### Problems to work on
(1) On what platform does the notebook say its code runs?
(2) Reproduce the passage of the notebook starting with "return output" and going on through "super(networkphi, self).__init__()".

### Text segment
---
This Jupyter notebook implements the "Decreasing function as the cost" example with quadratic cost in Appendix D of the paper "Neural Monge Map estimation and its applications". The code runs on Google Colab.

In [None]:
############################
# import necessary modules #
############################


import os
import argparse

import math
import random
import scipy
import numpy as np
from numpy import *

import matplotlib
matplotlib.use('agg')
from matplotlib.pyplot import figure
from mpl_toolkits import mplot3d
import matplotlib.pyplot as plt

import torch
import torch.autograd as autograd
import torch.nn as nn
import torch.nn.functional as F
import torch.optim as optim
from torch import Tensor
from torch.nn import Parameter
from torch.optim.lr_scheduler import ExponentialLR





In [None]:
##################################
#            Samplers            #
##################################


########### Generate n samples from initial distribution \rho_a ######
# rho_a = uniform distribution on [4, 6]\times[0, 2\pi] (under polar coordinate)
def Sampler_a(n, dim):
    R2 = 6
    R1 = 4

    unif_samp = torch.rand(n, dim)

    r = (R2 - R1) * unif_samp[:, 0] + R1
    theta = (2 * math.pi) * unif_samp[:, 1]
    samples = torch.zeros(n, dim)
    samples[:, 0] = r * torch.cos(theta)
    samples[:, 1] = r * torch.sin(theta)

    return samples


########### Generate n samples from destination distribution \rho_b ######
def Sampler_b(n, dim):
    r2 = 2
    r1 = 1

    unif_samp = torch.rand(n, dim)

    r = (r2 - r1) * unif_samp[:, 0] + r1
    theta = (2 * math.pi) * unif_samp[:, 1]
    samples = torch.zeros(n, dim)
    samples[:, 0] = r * torch.cos(theta)
    samples[:, 1] = r * torch.sin(theta)

    return samples



In [None]:
###############################
#   Define Neural Networks    #
###############################


################# define F #############
class networkf(nn.Module):
    def __init__(self, input_size, hidden_size, output_size):
        super(networkf, self).__init__()

        main = nn.Sequential(
            nn.Linear(input_size, hidden_size),
            nn.PReLU(),
            nn.Linear(hidden_size, hidden_size),
            nn.PReLU(),
            nn.Linear(hidden_size, hidden_size),
            nn.PReLU(),
            nn.Linear(hidden_size, hidden_size),
            nn.PReLU(),
            nn.Linear(hidden_size, output_size),
        )
        self.main = main

    def forward(self, inputs):
        output = self.main(inputs)
        return output



################# define phi #############
class networkphi(nn.Module):
    def __init__(self, input_size, hidden_size, output_size):
        super(networkphi, self).__init__()
---
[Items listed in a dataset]
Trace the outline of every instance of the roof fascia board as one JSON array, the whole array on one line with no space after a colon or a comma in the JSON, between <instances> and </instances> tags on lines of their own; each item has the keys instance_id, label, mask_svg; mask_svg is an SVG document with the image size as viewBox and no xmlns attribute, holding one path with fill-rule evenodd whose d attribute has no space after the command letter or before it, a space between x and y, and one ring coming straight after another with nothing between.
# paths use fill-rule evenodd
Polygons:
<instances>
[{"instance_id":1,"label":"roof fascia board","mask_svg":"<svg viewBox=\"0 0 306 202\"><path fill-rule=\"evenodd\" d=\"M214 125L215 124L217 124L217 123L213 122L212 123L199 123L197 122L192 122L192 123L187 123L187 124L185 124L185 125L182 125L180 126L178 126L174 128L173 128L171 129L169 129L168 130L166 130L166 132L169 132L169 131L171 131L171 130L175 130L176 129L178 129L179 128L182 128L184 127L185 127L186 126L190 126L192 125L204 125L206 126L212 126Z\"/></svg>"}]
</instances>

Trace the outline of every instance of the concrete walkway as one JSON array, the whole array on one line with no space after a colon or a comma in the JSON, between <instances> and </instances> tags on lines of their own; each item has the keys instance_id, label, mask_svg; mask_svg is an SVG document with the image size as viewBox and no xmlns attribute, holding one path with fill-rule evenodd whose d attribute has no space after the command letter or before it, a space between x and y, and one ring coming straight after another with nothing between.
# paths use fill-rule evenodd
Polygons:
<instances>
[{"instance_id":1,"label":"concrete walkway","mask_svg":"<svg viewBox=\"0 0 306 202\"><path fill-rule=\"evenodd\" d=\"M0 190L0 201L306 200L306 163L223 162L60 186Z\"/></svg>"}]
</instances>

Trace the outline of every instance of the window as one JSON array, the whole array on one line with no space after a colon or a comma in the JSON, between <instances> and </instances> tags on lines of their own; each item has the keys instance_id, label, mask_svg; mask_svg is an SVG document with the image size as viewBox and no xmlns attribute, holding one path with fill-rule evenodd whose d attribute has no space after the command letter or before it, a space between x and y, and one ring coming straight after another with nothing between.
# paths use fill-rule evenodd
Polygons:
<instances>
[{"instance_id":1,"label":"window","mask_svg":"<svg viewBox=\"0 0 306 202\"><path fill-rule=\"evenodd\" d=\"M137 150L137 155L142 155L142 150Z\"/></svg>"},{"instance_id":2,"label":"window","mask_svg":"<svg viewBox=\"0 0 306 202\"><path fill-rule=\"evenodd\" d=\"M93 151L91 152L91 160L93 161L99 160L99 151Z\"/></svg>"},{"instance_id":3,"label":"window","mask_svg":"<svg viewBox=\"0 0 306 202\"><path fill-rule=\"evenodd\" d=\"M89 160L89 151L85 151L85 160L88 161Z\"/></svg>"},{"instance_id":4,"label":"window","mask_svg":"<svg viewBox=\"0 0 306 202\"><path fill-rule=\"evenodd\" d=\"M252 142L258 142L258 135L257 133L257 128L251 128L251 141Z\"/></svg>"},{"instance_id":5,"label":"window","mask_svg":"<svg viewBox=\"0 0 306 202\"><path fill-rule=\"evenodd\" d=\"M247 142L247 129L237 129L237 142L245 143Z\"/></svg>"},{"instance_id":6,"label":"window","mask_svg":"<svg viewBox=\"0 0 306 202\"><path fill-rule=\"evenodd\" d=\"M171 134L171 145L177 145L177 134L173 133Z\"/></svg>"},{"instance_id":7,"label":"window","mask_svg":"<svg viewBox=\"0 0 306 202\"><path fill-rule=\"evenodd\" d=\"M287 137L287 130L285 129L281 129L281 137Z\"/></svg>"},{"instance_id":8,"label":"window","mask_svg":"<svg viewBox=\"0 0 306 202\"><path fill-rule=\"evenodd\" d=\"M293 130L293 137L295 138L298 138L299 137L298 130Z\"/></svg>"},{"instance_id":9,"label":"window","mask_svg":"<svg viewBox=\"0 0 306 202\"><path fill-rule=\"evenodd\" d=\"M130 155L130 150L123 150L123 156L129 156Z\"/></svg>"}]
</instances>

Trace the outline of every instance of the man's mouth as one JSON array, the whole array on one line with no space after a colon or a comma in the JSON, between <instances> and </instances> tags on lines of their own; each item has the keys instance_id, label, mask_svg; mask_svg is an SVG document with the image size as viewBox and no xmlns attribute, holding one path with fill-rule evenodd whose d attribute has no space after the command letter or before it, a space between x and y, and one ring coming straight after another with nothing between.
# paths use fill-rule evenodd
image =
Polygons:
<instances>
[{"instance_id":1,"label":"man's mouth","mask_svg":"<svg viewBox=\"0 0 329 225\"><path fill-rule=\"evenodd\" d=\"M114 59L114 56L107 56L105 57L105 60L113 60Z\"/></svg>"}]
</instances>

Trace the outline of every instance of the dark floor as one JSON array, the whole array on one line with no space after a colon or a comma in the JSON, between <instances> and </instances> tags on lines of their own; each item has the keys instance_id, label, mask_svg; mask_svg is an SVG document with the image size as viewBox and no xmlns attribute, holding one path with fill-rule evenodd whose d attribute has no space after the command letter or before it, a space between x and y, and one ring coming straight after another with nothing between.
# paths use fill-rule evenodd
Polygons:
---
### Answers to each task
(1) Google Colab.

(2)
return output



################# define phi #############
class networkphi(nn.Module):
    def __init__(self, input_size, hidden_size, output_size):
        super(networkphi, self).__init__()